Turn the records into a numbered list, starting at the line that contains "Ground sandy soil in the image above." and ending at the last line of the records, leaving out blank lines.
== Input material ==
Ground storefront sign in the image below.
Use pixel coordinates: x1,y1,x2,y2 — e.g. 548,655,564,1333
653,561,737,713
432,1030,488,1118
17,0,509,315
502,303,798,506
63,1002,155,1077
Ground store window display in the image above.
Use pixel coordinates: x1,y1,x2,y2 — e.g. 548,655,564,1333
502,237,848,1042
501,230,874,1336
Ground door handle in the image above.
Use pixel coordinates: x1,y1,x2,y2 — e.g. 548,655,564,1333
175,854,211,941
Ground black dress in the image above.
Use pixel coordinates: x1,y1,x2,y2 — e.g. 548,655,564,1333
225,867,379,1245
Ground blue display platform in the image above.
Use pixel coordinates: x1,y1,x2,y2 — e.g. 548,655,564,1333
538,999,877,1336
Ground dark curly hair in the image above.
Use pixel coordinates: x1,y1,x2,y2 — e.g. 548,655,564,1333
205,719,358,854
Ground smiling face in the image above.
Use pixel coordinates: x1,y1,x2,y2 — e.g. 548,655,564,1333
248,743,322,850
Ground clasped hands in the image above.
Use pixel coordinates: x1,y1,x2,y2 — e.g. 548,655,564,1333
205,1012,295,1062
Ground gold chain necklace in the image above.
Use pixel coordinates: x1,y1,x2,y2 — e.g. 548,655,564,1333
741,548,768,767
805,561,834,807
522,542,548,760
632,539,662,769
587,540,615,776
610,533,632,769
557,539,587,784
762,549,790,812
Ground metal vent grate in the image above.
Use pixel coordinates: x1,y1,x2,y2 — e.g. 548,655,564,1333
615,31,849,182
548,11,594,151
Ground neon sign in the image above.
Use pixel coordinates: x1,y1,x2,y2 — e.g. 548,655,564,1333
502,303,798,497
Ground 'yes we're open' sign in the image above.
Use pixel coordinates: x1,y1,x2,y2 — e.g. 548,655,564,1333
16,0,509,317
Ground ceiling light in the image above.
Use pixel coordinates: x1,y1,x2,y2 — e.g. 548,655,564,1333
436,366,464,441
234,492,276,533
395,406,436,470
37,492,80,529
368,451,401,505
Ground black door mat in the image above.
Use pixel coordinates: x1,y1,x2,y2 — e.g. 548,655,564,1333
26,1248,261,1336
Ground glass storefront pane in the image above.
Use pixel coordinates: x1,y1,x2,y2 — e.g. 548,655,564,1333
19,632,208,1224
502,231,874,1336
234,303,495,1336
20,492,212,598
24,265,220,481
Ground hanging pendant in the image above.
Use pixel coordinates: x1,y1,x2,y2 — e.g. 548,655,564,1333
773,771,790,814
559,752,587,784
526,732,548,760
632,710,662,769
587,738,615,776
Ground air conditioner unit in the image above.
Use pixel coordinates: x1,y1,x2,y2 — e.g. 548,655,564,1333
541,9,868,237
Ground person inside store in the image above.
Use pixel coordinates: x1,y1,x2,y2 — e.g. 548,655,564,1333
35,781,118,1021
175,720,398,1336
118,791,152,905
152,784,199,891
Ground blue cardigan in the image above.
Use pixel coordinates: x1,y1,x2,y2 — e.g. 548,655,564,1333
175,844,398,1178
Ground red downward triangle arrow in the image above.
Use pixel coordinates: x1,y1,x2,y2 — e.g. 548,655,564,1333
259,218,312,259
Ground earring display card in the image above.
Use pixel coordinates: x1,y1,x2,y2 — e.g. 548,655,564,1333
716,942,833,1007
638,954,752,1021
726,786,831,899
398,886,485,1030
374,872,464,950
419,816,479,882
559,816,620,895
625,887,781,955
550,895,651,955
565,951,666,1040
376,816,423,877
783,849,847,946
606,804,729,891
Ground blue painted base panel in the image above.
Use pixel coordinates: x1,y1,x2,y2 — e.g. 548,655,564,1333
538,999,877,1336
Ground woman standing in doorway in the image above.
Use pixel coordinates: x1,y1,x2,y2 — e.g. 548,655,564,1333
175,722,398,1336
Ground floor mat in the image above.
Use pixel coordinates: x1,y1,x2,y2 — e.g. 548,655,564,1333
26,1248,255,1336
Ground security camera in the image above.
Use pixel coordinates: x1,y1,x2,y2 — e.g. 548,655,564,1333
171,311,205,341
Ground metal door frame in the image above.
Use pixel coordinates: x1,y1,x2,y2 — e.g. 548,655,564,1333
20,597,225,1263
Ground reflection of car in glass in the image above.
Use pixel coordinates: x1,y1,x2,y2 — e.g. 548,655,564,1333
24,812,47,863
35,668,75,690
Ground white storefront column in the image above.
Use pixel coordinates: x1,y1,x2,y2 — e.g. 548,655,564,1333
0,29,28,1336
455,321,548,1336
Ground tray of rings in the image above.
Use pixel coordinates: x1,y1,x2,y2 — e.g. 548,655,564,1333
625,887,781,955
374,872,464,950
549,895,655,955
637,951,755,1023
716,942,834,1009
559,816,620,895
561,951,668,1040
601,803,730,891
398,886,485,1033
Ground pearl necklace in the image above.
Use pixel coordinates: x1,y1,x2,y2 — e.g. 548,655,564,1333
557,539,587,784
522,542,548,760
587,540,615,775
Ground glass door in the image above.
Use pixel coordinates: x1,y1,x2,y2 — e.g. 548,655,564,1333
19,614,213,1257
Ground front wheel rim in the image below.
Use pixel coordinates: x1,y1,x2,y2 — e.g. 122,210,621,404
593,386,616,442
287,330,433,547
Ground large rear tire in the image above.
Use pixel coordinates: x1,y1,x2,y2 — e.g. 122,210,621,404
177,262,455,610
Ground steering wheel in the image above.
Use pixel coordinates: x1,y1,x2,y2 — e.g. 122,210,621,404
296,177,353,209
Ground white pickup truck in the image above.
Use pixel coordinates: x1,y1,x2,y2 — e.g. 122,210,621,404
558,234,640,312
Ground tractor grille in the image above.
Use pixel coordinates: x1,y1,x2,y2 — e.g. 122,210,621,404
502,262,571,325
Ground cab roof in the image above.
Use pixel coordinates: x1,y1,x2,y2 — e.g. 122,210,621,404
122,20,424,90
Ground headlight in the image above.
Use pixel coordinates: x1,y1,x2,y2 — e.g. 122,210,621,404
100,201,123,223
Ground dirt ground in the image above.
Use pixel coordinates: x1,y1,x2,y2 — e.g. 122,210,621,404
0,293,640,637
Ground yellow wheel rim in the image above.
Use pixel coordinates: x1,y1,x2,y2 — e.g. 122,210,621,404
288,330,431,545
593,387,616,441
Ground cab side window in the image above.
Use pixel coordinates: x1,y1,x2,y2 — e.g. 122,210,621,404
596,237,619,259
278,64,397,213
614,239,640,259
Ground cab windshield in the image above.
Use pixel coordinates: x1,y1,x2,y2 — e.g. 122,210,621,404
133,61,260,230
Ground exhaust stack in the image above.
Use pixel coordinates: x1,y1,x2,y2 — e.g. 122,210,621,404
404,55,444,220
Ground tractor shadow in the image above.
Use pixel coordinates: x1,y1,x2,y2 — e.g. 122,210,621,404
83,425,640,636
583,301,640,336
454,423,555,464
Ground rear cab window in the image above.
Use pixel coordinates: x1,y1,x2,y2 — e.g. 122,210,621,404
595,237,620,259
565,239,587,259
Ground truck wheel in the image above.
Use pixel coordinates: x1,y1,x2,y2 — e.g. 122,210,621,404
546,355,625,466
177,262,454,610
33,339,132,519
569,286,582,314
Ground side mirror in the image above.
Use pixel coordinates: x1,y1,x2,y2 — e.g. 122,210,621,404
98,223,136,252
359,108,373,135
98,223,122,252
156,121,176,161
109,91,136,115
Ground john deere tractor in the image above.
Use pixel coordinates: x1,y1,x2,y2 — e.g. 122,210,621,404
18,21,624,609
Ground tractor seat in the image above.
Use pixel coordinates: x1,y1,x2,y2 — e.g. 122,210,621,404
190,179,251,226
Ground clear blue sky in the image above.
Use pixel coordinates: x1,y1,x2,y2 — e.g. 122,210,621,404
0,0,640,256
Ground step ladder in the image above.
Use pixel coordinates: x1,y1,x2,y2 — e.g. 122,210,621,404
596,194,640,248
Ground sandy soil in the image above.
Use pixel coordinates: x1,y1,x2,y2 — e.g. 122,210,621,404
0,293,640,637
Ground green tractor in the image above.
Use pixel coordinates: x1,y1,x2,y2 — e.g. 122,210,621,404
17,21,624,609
===
**Correct answer**
1. Ground sandy soil in the image above.
2. Use pixel coordinates: x1,y1,x2,y2 — e.g. 122,210,621,404
3. 0,293,640,637
4. Ground green tractor in the image above.
5. Use pixel coordinates: x1,y1,x2,y2 — e.g. 122,210,621,404
6. 17,21,624,609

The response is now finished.